-- BEGIN Input data --

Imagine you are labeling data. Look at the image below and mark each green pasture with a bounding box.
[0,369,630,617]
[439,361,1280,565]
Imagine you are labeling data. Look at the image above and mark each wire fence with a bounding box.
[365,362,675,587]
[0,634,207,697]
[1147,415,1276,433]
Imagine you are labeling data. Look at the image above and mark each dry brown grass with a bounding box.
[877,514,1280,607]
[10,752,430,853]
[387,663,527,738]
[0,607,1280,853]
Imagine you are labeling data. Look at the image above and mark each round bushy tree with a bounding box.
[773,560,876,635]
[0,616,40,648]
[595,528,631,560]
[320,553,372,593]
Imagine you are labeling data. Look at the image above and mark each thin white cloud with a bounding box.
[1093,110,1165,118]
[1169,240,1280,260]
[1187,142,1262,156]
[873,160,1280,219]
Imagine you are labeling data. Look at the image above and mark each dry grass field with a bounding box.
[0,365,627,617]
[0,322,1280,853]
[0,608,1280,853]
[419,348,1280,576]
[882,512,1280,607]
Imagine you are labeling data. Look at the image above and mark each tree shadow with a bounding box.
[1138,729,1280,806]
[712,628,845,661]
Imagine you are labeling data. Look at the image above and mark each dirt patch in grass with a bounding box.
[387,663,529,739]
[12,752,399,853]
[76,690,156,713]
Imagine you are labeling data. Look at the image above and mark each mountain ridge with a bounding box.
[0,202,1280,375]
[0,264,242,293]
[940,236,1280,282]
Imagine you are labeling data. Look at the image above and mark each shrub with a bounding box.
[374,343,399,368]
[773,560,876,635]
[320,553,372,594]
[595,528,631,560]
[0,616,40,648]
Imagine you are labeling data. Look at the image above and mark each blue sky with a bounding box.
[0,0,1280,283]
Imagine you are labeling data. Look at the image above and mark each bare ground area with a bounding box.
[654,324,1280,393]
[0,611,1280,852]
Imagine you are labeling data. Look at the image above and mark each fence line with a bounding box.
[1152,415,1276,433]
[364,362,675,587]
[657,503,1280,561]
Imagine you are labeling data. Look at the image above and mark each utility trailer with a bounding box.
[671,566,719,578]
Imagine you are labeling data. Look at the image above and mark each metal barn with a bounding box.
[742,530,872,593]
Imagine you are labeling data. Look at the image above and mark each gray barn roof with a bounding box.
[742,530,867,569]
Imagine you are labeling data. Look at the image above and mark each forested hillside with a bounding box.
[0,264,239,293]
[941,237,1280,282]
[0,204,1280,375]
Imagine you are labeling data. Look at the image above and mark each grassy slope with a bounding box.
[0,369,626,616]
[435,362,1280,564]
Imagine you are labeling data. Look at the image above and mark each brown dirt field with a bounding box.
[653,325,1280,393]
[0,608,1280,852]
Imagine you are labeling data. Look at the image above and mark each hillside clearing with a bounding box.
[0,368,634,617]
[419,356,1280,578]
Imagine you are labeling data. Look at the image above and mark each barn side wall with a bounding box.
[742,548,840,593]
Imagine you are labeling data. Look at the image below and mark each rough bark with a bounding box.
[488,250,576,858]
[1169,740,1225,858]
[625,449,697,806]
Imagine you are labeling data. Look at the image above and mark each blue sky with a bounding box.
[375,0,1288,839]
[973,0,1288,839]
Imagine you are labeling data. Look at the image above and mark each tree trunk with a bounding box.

-- END Input data --

Stated goal >> Copy each of the items above word for word, in the same order.

Solution for this problem >>
Imagine you are labeling data. Look at the image below and mark each green pasture with a bounding box.
[0,369,630,617]
[439,361,1280,565]
Imagine you are labeling data. Look at the image above and mark each wire fence with a bounding box.
[365,362,675,587]
[0,634,207,697]
[1147,415,1276,433]
Imagine you are labeling data. Look at the image above and mark each dry brown grass with a bounding box.
[877,514,1280,607]
[10,752,430,853]
[387,663,527,738]
[0,607,1280,853]
Imagine you are labeling data. Look at the image above and mark each round bushy tree with a bounding box.
[773,560,876,635]
[0,616,40,648]
[595,528,631,560]
[320,553,372,593]
Imagine you are labeling data. Look at the image above and mark each thin white cloud with a bounding box.
[1093,110,1165,118]
[1169,240,1280,260]
[1187,142,1262,156]
[873,160,1280,219]
Imagine you are labeling data. Look at the image above and mark each dry grass field with a bounding box.
[0,365,627,617]
[0,322,1280,853]
[0,608,1280,853]
[419,348,1280,576]
[882,512,1280,607]
Imagine you are labeling data. Look at the image above and mark each tree shadow with a bounding box.
[1138,729,1280,806]
[712,628,845,661]
Imagine you are labeling data. Look at the image above and mark each dirt patch in grass with a bounding box.
[387,663,529,739]
[12,752,399,853]
[76,690,156,713]
Imagine you are labeling data. Look at the image above and mark each mountain ridge with a bounding box.
[0,202,1280,375]
[0,264,242,293]
[940,236,1280,282]
Imagine you are labeling data. Look at the image above and mark each shrub with a bounding box.
[374,343,399,368]
[773,560,876,635]
[320,553,372,594]
[595,528,631,560]
[0,616,40,648]
Imagine you are labeling data. Look at the image above and mark each blue sky with a bounding box.
[0,0,1280,283]
Imagine you are labeling data. Look at the image above and mark each bare ground area with a bounding box.
[654,324,1280,393]
[0,611,1280,852]
Imagine you are labeling data. Look at the image above and mark each fence line with a bounding box.
[1152,415,1276,433]
[364,362,675,587]
[657,503,1280,561]
Imagine you are labeling data. Look at the image above and mark each utility trailer with a bounding box.
[671,566,719,578]
Imagine you are labeling data. Look at the image above and mark each metal barn with a bounding box.
[742,530,872,593]
Imagine you are labeling data. Look at the image above and mark each gray barn roof with a bounding box.
[742,530,867,569]
Imagine you are labeling data. Look at the image above and mark each forested hillside with a bounding box.
[0,264,239,293]
[941,237,1280,282]
[0,204,1280,375]
Imagine you are labeling data. Look at the image above and mark each grassy slope with a bounding box.
[0,369,626,616]
[435,362,1280,564]
Imagine you are labeling data. Look at the image above and mark each brown dirt field with a bounding box.
[653,325,1280,393]
[0,608,1280,852]
Imagine you are labeling data. Look at the image above and mark each hillside clearing with a bounding box.
[0,368,634,617]
[419,356,1280,578]
Imagine you are labeling data. Look at the image above and mark each barn side wall with a bounding box.
[742,548,840,593]
Imagine you are labeling data. Look at the image below and mark each rough bark with a bounding box.
[488,250,576,858]
[1169,740,1225,858]
[625,449,697,806]
Imagine you are labeling data. Look at the image above and mark each blue sky with a bounding box.
[375,0,1288,839]
[973,0,1288,839]
Imagine you are labeling data. Look at the image above and mark each tree trunk with a bounding box.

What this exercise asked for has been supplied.